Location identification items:
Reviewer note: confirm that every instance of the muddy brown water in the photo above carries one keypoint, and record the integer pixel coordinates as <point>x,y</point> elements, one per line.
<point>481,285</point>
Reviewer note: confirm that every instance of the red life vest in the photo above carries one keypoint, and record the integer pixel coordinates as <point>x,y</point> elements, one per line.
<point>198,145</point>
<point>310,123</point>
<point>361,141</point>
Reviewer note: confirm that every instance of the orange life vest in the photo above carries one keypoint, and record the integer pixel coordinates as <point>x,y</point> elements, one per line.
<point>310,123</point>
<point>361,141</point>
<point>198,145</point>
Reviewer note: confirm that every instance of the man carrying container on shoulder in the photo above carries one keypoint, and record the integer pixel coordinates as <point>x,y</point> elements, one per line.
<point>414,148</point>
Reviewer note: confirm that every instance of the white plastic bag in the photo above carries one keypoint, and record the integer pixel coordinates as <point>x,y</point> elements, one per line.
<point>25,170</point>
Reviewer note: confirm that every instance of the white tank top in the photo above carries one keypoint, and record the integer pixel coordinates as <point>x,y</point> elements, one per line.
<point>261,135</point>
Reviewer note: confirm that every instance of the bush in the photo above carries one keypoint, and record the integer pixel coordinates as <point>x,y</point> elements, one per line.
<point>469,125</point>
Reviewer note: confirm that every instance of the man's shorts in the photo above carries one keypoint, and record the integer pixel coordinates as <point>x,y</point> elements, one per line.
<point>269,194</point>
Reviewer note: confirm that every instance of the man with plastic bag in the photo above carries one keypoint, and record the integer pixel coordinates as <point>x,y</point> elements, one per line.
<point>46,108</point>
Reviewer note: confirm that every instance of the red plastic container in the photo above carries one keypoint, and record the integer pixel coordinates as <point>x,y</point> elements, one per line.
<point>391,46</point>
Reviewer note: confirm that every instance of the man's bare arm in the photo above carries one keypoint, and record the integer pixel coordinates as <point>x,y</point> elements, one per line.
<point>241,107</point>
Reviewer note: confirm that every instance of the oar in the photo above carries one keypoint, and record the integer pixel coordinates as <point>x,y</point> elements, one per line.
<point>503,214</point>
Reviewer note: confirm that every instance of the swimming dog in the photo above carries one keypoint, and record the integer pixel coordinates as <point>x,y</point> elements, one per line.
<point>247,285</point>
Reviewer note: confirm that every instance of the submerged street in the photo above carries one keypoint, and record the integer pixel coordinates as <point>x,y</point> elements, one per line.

**WHAT THE TASK REQUIRES:** Reproduce the listing above word for word, keeping every line in its original order.

**ANSWER FOR THE TASK:**
Reviewer note: confirm that every instance of the muddy brown water in the photo above carries one keypoint, and record the integer pixel coordinates as <point>x,y</point> elements, one per line.
<point>481,285</point>
Reviewer note: confirm that every instance of the red life vest in the photo above carries one keypoint, and record the integer pixel coordinates as <point>x,y</point> elements, one per line.
<point>198,145</point>
<point>310,123</point>
<point>361,141</point>
Reviewer note: confirm that every instance of the orange life vest in the photo above carries one keypoint, and record the integer pixel coordinates as <point>x,y</point> elements, one per line.
<point>310,123</point>
<point>361,141</point>
<point>198,145</point>
Reviewer note: confirm that every instance of the man carrying container on shoulder in the photo above carries one keypoint, and record the integer pixel coordinates as <point>x,y</point> elements, one per line.
<point>414,148</point>
Reviewer note: confirm that every instance of the white plastic bag in the photo above carries one keypoint, and record the integer pixel coordinates as <point>x,y</point> elements, one per line.
<point>25,170</point>
Reviewer note: confirm that every instance of the white tank top in the photo above carries one keypoint, and record the integer pixel coordinates as <point>x,y</point> elements, one per line.
<point>261,135</point>
Reviewer note: confirm that every instance of the bush in the photo above carries one keypoint, and record the integer pixel coordinates as <point>x,y</point> elements, one per line.
<point>469,125</point>
Reviewer note: confirm that every instance of the man's shorts in the photo above carries one keypoint, and record the integer pixel coordinates as <point>x,y</point> elements, one per line.
<point>269,194</point>
Reviewer note: confirm that every instance of the man with plastic bag in the photo above carries one keypoint, and record the integer pixel coordinates as <point>x,y</point> elements, one per line.
<point>46,108</point>
Reviewer note: confirm that every instance of the red plastic container in the photo above carries one keypoint, and record the integer pixel coordinates as <point>x,y</point> elements, one per line.
<point>391,46</point>
Reviewer note: confirm that every instance of the man's bare arm in the photo above carries one keypoint, and record the integer pixel coordinates as <point>x,y</point> elements, one per line.
<point>241,107</point>
Reviewer note: confirm that every instance of the oar in the photo above carries one keypoint, and record the integer pixel coordinates as <point>x,y</point> elements, one per line.
<point>503,214</point>
Reviewer note: confirm that every instance of the swimming dog in the photo above carries one keypoint, and record the integer pixel coordinates as <point>x,y</point> elements, one per line.
<point>247,285</point>
Reviewer note: confirm that every instance of the submerged street in the photo above carries one keypoint, and record the integer pixel coordinates as <point>x,y</point> elements, one per line.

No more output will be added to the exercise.